# [記事]

+++

更新日:2023年09月11日 19:41
仕事

“中国語学習者”は英語の100分の1しかいない?「できる人材」が争奪戦になっていた

“中国語人材”はまったく足りていない

 ネイティブと密にコミュニケーションが取れなくとも、最低限のやり取りの準備は売上のために欠かせないと多くの店舗では考えているようだ。また、5月のコロナ5類移行による中国への渡航の活発化以降、学習需要も盛り返してきているという。 「最近増えているのは、学び直しのお問い合わせですね。ビジネスのために中国語を学んでいた方の中には、コロナ禍で渡航が制限され回復がいつになるか見込めないために、中国語の勉強をストップしていた方も多かったんです。また、コロナ禍ではメールでしかやりとりしていなかった顧客と直に会えるようになったという理由で、新たに中国語を学び始めようと考えている人も多いですね」(伊地知さん)  コロナが終息したことで、ビジネスでの日中間の関係の太さが再認識され、学習意欲が高まっていることは間違いない。しかし、現に接客できるレベルで話せる人材はまったく足りていない。外国語対応に特化した人材の手配をおこなう株式会社トライフルCEOの久野華子さんは、こう語る。 「百貨店から銀行まで、様々な業界から今年の年末ごろまでの案件のお問い合わせが殺到しています。それに対して“中国語人材”は全く足りていません。とりわけ単発や期間限定の案件ではコロナ禍に対応出来る人材が減ってしまったことが響いています」(久野さん)

+++

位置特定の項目
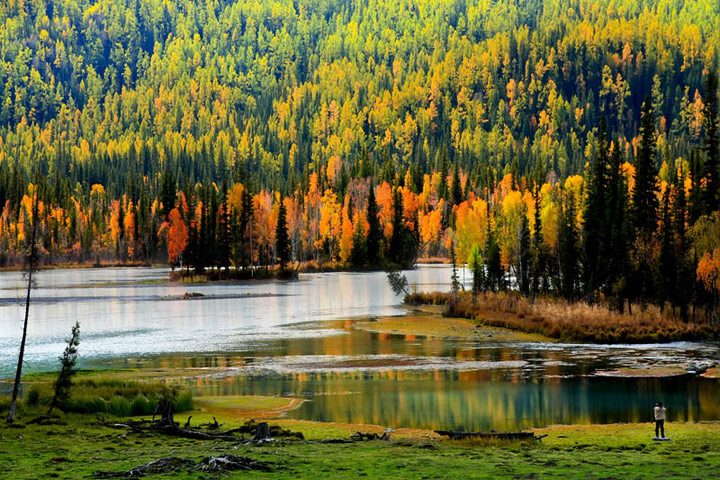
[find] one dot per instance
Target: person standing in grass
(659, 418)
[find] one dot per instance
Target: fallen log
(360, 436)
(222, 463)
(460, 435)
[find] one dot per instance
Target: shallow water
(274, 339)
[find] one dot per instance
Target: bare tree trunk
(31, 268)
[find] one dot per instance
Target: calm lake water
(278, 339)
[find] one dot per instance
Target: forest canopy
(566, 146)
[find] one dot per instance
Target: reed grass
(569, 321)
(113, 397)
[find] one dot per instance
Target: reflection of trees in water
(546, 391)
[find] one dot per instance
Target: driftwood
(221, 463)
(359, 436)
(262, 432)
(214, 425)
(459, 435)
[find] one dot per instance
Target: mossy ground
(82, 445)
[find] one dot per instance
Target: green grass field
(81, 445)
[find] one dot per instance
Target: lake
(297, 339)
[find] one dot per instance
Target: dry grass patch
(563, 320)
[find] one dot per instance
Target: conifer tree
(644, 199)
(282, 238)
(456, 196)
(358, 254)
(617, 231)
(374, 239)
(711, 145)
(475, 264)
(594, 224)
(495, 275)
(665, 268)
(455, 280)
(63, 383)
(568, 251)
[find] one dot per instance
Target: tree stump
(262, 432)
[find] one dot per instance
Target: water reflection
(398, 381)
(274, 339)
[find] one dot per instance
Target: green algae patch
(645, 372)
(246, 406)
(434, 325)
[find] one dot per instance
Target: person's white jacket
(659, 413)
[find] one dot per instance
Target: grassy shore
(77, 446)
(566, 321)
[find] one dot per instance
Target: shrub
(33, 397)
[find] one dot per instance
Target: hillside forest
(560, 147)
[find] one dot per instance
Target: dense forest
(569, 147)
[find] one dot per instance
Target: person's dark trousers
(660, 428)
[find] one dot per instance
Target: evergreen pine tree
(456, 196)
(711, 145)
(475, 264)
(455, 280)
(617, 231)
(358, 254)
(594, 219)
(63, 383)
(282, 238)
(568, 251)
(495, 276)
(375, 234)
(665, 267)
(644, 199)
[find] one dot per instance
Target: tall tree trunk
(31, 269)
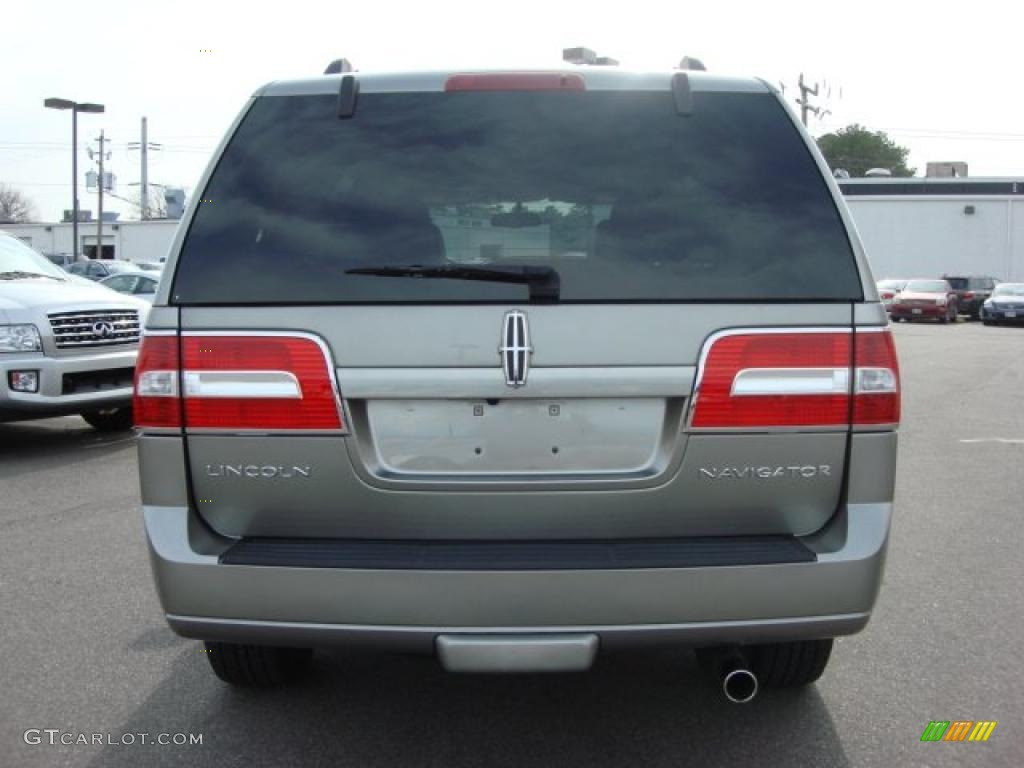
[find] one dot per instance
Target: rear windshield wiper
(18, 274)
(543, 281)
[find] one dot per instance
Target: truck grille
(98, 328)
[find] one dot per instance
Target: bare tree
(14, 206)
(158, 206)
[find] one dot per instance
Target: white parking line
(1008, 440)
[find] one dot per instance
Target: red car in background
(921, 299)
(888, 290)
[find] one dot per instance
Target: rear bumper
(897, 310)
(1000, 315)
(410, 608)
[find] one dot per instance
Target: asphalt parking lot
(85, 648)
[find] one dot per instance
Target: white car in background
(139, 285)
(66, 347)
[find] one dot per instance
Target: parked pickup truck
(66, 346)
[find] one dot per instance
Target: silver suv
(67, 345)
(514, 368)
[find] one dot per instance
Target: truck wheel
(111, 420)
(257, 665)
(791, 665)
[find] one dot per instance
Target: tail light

+++

# [課題]
中国語人材不足についての記事を、一字一句変えずに全文引用してください。 資料は使わなくてよい。

# [最終結果]
更新日:2023年09月11日 19:41
仕事

“中国語学習者”は英語の100分の1しかいない?「できる人材」が争奪戦になっていた

“中国語人材”はまったく足りていない

 ネイティブと密にコミュニケーションが取れなくとも、最低限のやり取りの準備は売上のために欠かせないと多くの店舗では考えているようだ。また、5月のコロナ5類移行による中国への渡航の活発化以降、学習需要も盛り返してきているという。 「最近増えているのは、学び直しのお問い合わせですね。ビジネスのために中国語を学んでいた方の中には、コロナ禍で渡航が制限され回復がいつになるか見込めないために、中国語の勉強をストップしていた方も多かったんです。また、コロナ禍ではメールでしかやりとりしていなかった顧客と直に会えるようになったという理由で、新たに中国語を学び始めようと考えている人も多いですね」(伊地知さん)  コロナが終息したことで、ビジネスでの日中間の関係の太さが再認識され、学習意欲が高まっていることは間違いない。しかし、現に接客できるレベルで話せる人材はまったく足りていない。外国語対応に特化した人材の手配をおこなう株式会社トライフルCEOの久野華子さんは、こう語る。 「百貨店から銀行まで、様々な業界から今年の年末ごろまでの案件のお問い合わせが殺到しています。それに対して“中国語人材”は全く足りていません。とりわけ単発や期間限定の案件ではコロナ禍に対応出来る人材が減ってしまったことが響いています」(久野さん)